◆ REQUIRED TASK 1: In the excerpted passage on mill resource allocation, what share of resources does Category B get?
◆ REQUIRED TASK 2: Rewrite the part of the excerpted passage on mill resource allocation between "This is all" and "is this possible?", inclusive, substituting "research" for "homework".
◆ REQUIRED TASK 3: List the reasons that, according to the excerpted passage on mill resource allocation, CEOs in the capital-intensive industry give for a quarter's poor performance.

◆ EXCERPTED PASSAGE:
* START *

Category C gets a shocking 30%.

When considering the answer to Question 3, a company must include all the discussions/analyses/etc. on, “Should we close or keep, should we make another investment?” In considering this question, include the time spent trying to fix the mill, evaluating closure costs, and eventually when the mill closes. We had a client once who hesitated over a Category C mill for a long time. Once they even had one of their senior VPs on the corporate jet going to the mill to communicate its closure. When he landed, he got the message, “We got another large order, come back home.” This can go on for years, which is why we see such a high percentage of resources allocated to Category C mills.

Category A doesn’t need resources.

Those mills are working just fine. In a project, we had a number of years ago, the project manager from the client’s side had been a mill manager for their best Category A mill for five years. He told us that the head office hadn’t contacted him even once during those years.

Category B gets 65% of the resources.

When we read the pink pages we often read about CEOs from the capital-intensive industry explaining the quarter’s poor performance with reasons such as prices not developing the way they expected, increased costs, and shaky demand. Certainly, one can explain a quarter or two with those factors, but the capital-intensive industry often fails in delivering shareholder value year in, year out. To blame the above factors for more than a couple of quarters is like saying that one lost a sailing race due to a head wind.

Prices not developing as expected, costs being up and demand being shaky is nature. It is a fact for all players in a capital-intensive industry. Technology development, even if slow, brings down prices compared to costs for existing assets – this is a fact. Companies invest in better technology in an attempt to avoid that.

Now, we cannot say that this table, for a certain company, in a certain year is “incorrect.” All we can say is that if one spends resources like this over time; one will weaken and eventually ruin the company.

We would say that all companies and all CEOs we have worked with for the last 23 years have had the ambition to do well. They want to do the right thing, to have the company make more money, but too many organizations fail.

There are several reasons for why many companies don’t deliver expected returns or fail. Why over time they don’t follow the stock market’s index, as an example. Here we show you all you need to drain a company of cash flow, and even sometimes, as shocking as it sounds, run them into the ground: All that is needed is to have the company’s future somewhere (green), but spend its resources elsewhere (red). Done year in and year out, decade after decade, results in a poor performing company. Or a company in Chapter 11.

This is all that is required to make a company fail, even if the intentions are the best. If a company has an aggressive acquisition strategy one might make things even worse (i.e. acquiring a large set of Category B mills. Acquired Category B mills usually consume more capital than the net cash flow gain from an acquisition – we have seen this countless of times. Why do companies end up in this situation, where resources are being allocated as in above table? They want to do the right thing, but the result is poor. For every little (and large) decision they make they do their homework, and they normally fulfill the benefits they claim in the capex request. Still, the company doesn’t succeed. How is this possible?
2.3 Why it goes wrong

We were engaged in answering this question in the late 90s. We came up with a long list of reasons but pared the list down to three basic reasons why companies fail.

The first two reasons are present in all companies, and they have to be there. They cause an extremely costly problem, but they are necessary.

* END *

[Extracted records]

* START *

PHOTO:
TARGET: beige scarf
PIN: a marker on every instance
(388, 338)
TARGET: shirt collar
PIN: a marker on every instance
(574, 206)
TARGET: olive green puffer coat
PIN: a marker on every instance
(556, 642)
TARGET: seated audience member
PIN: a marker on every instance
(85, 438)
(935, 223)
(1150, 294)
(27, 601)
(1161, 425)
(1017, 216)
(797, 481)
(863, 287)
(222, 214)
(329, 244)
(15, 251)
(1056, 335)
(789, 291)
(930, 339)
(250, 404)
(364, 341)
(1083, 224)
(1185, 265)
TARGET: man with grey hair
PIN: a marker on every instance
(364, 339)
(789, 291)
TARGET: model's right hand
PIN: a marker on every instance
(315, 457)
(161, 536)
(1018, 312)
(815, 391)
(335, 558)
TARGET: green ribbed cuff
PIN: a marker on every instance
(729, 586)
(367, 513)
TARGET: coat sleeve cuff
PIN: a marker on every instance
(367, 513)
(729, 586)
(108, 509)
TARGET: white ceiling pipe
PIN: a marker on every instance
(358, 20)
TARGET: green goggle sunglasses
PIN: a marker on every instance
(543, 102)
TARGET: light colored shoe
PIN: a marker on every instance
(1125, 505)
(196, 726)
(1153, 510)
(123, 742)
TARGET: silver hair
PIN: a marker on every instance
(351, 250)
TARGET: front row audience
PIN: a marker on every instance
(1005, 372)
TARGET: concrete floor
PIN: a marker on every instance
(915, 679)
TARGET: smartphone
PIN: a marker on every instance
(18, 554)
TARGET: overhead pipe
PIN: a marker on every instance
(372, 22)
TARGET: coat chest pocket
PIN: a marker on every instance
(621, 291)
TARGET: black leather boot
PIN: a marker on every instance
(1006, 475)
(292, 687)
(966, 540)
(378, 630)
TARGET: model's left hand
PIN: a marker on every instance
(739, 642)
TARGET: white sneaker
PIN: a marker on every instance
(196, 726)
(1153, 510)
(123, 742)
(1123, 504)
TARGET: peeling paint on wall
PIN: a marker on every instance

* END *

◆ WRITTEN REPLY 1: Category B gets 65% of the resources.

◆ WRITTEN REPLY 2:
This is all that is required to make a company fail, even if the intentions are the best. If a company has an aggressive acquisition strategy one might make things even worse (i.e. acquiring a large set of Category B mills. Acquired Category B mills usually consume more capital than the net cash flow gain from an acquisition – we have seen this countless of times. Why do companies end up in this situation, where resources are being allocated as in above table? They want to do the right thing, but the result is poor. For every little (and large) decision they make they do their research, and they normally fulfill the benefits they claim in the capex request. Still, the company doesn’t succeed. How is this possible?

◆ WRITTEN REPLY 3:
- Prices not developing the way they expected
- Increased costs
- Shaky demand